(Entries from a pointing dataset)
::::

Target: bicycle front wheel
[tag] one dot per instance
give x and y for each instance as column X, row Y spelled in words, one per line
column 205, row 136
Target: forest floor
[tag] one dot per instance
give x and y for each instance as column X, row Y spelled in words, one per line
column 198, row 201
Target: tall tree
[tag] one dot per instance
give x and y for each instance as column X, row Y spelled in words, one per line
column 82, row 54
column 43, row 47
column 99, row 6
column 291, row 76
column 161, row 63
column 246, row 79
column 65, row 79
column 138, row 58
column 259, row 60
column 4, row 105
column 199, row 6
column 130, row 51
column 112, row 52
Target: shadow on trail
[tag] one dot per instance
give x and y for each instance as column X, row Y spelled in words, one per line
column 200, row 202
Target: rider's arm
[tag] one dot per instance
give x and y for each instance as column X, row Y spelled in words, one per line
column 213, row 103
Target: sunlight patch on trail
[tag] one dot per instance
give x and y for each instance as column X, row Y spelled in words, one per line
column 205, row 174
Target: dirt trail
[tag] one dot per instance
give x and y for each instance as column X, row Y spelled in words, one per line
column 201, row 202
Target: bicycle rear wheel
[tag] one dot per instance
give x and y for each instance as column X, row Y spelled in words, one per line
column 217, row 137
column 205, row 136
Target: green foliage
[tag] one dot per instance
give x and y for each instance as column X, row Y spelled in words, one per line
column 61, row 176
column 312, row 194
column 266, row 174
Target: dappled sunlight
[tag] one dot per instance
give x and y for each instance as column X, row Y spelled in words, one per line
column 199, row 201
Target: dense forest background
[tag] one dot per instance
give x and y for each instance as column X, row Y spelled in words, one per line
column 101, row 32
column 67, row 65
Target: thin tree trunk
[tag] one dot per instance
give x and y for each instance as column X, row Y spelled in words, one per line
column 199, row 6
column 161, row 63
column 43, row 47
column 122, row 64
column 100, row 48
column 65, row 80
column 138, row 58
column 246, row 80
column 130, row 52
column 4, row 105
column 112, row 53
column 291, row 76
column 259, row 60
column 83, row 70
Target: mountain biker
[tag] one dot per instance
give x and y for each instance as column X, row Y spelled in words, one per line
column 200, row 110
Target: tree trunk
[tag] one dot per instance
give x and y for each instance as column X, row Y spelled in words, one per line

::::

### PROBLEM REQUIREMENTS
Can you convert every line of the entries above into a JSON list of strings, with one string per line and blank lines left out?

### ANSWER IN FULL
[
  "Target: bicycle front wheel",
  "[tag] one dot per instance",
  "give x and y for each instance as column X, row Y spelled in words, one per line",
  "column 205, row 136",
  "Target: forest floor",
  "[tag] one dot per instance",
  "give x and y for each instance as column X, row Y spelled in words, one per line",
  "column 198, row 201",
  "Target: tall tree",
  "[tag] one dot per instance",
  "give x and y for each instance as column X, row Y spelled in words, one per line",
  "column 82, row 54",
  "column 43, row 47",
  "column 99, row 6",
  "column 291, row 76",
  "column 161, row 63",
  "column 246, row 79",
  "column 65, row 79",
  "column 138, row 58",
  "column 259, row 60",
  "column 4, row 105",
  "column 199, row 6",
  "column 130, row 51",
  "column 112, row 52",
  "Target: shadow on trail",
  "[tag] one dot per instance",
  "give x and y for each instance as column X, row Y spelled in words, one per line",
  "column 200, row 202",
  "Target: rider's arm",
  "[tag] one dot per instance",
  "give x and y for each instance as column X, row Y spelled in words, one per line",
  "column 213, row 103",
  "Target: sunlight patch on trail",
  "[tag] one dot per instance",
  "give x and y for each instance as column X, row Y spelled in words, one per line",
  "column 205, row 174",
  "Target: dirt trail",
  "[tag] one dot per instance",
  "give x and y for each instance as column X, row Y spelled in words, one per line",
  "column 201, row 202",
  "Target: bicycle rear wheel",
  "[tag] one dot per instance",
  "give x and y for each instance as column X, row Y spelled in words, one per line",
  "column 217, row 137",
  "column 205, row 136",
  "Target: green foliage",
  "[tag] one dot per instance",
  "give x and y for each instance as column X, row Y spelled in words, one per line",
  "column 61, row 176",
  "column 312, row 194",
  "column 266, row 174",
  "Target: dappled sunlight",
  "[tag] one dot per instance",
  "give x and y for each instance as column X, row Y spelled in words, one per line",
  "column 199, row 201",
  "Target: dense forest background",
  "[tag] one dot per instance",
  "give x and y for each instance as column X, row Y spelled in words, one per line",
  "column 101, row 32",
  "column 67, row 65",
  "Target: thin tree trunk",
  "[tag] one dot per instance",
  "give x and y for each instance as column X, row Y spelled in words, one per line",
  "column 199, row 6",
  "column 161, row 63",
  "column 43, row 47",
  "column 122, row 64",
  "column 100, row 48",
  "column 65, row 80",
  "column 138, row 58",
  "column 246, row 80",
  "column 130, row 52",
  "column 4, row 105",
  "column 112, row 53",
  "column 291, row 76",
  "column 259, row 60",
  "column 83, row 70",
  "Target: mountain biker",
  "[tag] one dot per instance",
  "give x and y for each instance as column X, row Y spelled in words, one per line",
  "column 200, row 110",
  "Target: tree trunk",
  "[tag] one dot per instance",
  "give x and y for each instance as column X, row Y spelled in words, one per line"
]